## FRAGMENTO FACILITADO
******

Una patria donde (dicen las encuestas) la historia es la disciplina académica peor valorada, donde quienes gobiernan tienen requesón en la sesera y donde las facultades son corrales que nadie limpia. Donde un químico o un anestesista en excedencia (metidos en la política toda su vida laboral) pueden volver a “su” plaza reservada de profesor universitario, como quien vuelve a donde van a morir los elefantes, ¡sin duda con la bibliografía puesta al día! Donde la endogamia premia a los cabestros e impide recurrentemente el acceso a la docencia al mejor currículum (llámese Schopenhauer o Menéndez Pelayo) o donde el dedo decisorio está tan extendido en nuestra alma mater con cinco siglos de antigüedad o cinco lustros de existencia. Donde una escritora en castellano pero premiada en catalán cree (o al menos eso propala) que está vetada en las universidades esteladas porque se expresa literariamente en español en lugar de saber y aceptar las reglas del verdadero meritoriaje.

******

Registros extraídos
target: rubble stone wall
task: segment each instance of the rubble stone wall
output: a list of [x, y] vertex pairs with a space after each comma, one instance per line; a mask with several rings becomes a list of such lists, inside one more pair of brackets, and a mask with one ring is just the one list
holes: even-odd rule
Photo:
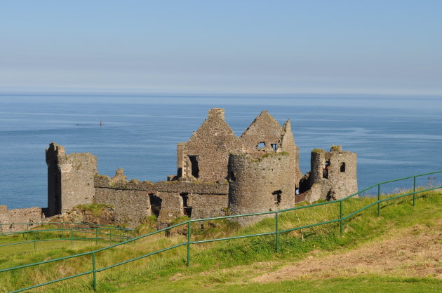
[[[295, 186], [286, 153], [269, 154], [255, 158], [231, 154], [229, 160], [229, 212], [249, 214], [293, 207]], [[264, 216], [235, 218], [245, 225]]]
[[41, 207], [8, 210], [6, 205], [0, 205], [0, 232], [27, 230], [27, 225], [4, 225], [4, 224], [29, 223], [29, 229], [31, 229], [36, 226], [32, 223], [41, 223], [43, 220]]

******

Escribe la continuación del fragmento sobre la universidad y la política en España a partir de su última oración.

## RESPUESTA
Un país, en suma, sin universidad y sin estudios y, por lo tanto, sin vergüenza, donde el gran mandamás ruge sin bochorno que la Edad Media le provoca arcadas; así que, para no evitar las náuseas, viaja a Cataluña antes de que se consume el parto (tiene 18 meses por delante para abortarlo) y esta caiga en las siniestras tinieblas del Medievo. Y no sabe lo felices que vamos a ser si con la secesión nos dan un billete para ese éxodo a nuestro santo ombligo, las ganas que tenemos de volver al útero de las historietas infantiles y sentirnos como un yonqui en la corte del rey Arturo. Eso sí, obligatoriamente en la abadía de San Quirico de Colera, en la Alta o la Baja Edad Media, en la que sea, lejos de la caverna de Cataluña y de España.

Manel Martos es doctor en Humanidades y director editorial de Gredos.